Exercise text

******************************

Comprehensive Puget Sound Project marine science teaching guides feature:

  • Proven hands-on/minds-on lessons
  • Enhance scientific investigation, math and reading skills
  • Key concepts, background information, materials needed, teaching hints, extension ideas, and answer keys for each lesson
  • Most activities require few materials not readily available in your classroom or local stores


Select guide title to view its Table of Contents and open the lessons
 

Discovering Puget Sound – Grades 4-6
A look at the discoveries of early people living in Puget Sound sets the stage for activities highlighting the physical, biological and human factors that influence life in the Sound. Students quantify the miles of shoreline, examine beach sediments and investigate the interdependency of the marine organisms that live in our shoreline areas to provide the background knowledge and skills necessary to take actions to assure the health of Puget Sound.


A Salmon in the Sound – Grades 6-8

Salmon serves as a vehicle to focus on Puget Sound as an ecosystem that includes rivers and watersheds as well as saltwater environments. Diverse activities which integrate material from many disiplines are united through a student text tracing the return of a Chinook salmon from the open ocean to its spawning ground in the Skykomish River watershed. From food chains and fishing to genetics and wild salmon, the activities highlight the difficult and complex choices Puget Sound residents must make concerning the management of our natural resources.

******************************

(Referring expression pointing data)
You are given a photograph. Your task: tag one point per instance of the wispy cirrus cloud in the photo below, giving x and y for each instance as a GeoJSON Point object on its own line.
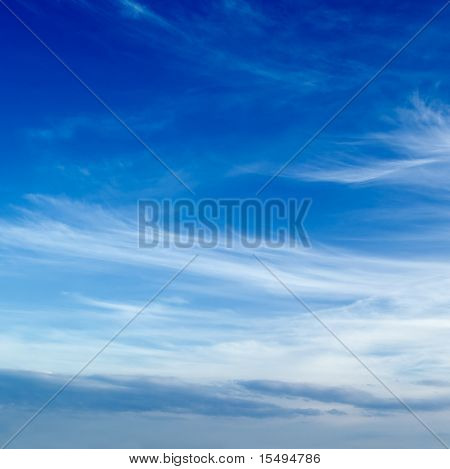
{"type": "Point", "coordinates": [419, 143]}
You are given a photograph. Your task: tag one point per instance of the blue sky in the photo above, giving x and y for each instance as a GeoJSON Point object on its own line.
{"type": "Point", "coordinates": [224, 92]}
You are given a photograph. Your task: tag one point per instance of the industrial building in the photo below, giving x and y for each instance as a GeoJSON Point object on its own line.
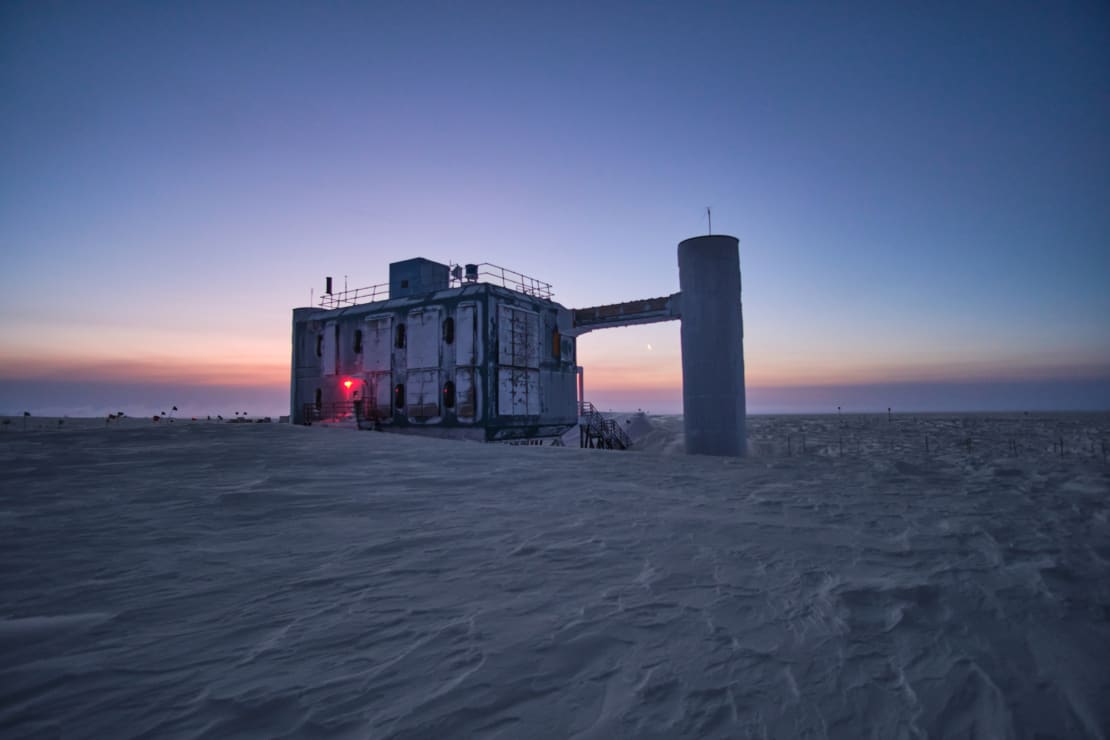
{"type": "Point", "coordinates": [480, 353]}
{"type": "Point", "coordinates": [484, 353]}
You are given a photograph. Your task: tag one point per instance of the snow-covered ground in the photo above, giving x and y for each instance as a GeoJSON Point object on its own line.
{"type": "Point", "coordinates": [197, 579]}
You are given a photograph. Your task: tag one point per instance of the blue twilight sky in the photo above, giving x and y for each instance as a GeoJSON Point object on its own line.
{"type": "Point", "coordinates": [920, 191]}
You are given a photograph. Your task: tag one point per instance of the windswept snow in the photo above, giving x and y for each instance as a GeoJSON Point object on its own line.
{"type": "Point", "coordinates": [268, 580]}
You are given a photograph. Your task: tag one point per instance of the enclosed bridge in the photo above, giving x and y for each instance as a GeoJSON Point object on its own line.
{"type": "Point", "coordinates": [484, 353]}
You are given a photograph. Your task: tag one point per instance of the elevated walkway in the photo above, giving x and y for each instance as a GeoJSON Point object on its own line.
{"type": "Point", "coordinates": [645, 311]}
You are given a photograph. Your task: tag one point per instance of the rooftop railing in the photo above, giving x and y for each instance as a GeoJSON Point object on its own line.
{"type": "Point", "coordinates": [497, 275]}
{"type": "Point", "coordinates": [354, 296]}
{"type": "Point", "coordinates": [460, 275]}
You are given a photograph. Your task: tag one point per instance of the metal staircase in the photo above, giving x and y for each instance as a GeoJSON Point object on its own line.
{"type": "Point", "coordinates": [597, 432]}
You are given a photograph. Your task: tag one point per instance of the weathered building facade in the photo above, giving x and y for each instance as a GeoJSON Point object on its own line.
{"type": "Point", "coordinates": [476, 360]}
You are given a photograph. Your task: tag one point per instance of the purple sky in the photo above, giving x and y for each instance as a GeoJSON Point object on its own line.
{"type": "Point", "coordinates": [920, 194]}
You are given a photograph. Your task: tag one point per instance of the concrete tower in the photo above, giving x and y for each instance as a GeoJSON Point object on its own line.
{"type": "Point", "coordinates": [713, 346]}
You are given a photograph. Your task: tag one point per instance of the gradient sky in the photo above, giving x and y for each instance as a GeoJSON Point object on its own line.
{"type": "Point", "coordinates": [921, 192]}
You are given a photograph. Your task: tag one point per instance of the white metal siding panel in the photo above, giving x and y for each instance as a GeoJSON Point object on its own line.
{"type": "Point", "coordinates": [377, 345]}
{"type": "Point", "coordinates": [517, 337]}
{"type": "Point", "coordinates": [423, 338]}
{"type": "Point", "coordinates": [518, 392]}
{"type": "Point", "coordinates": [422, 393]}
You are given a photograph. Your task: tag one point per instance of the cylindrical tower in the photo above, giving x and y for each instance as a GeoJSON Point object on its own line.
{"type": "Point", "coordinates": [713, 346]}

******************************

What you are asked to do
Please answer these questions using the Puget Sound teaching guides text.
1. Which grades is "Discovering Puget Sound" meant for?
2. In "A Salmon in the Sound," the Chinook salmon returns to its spawning ground in which river watershed?
3. What should be selected to view a guide's Table of Contents and open the lessons?

Exercise solution
1. Grades 4-6
2. The Skykomish River watershed
3. The guide title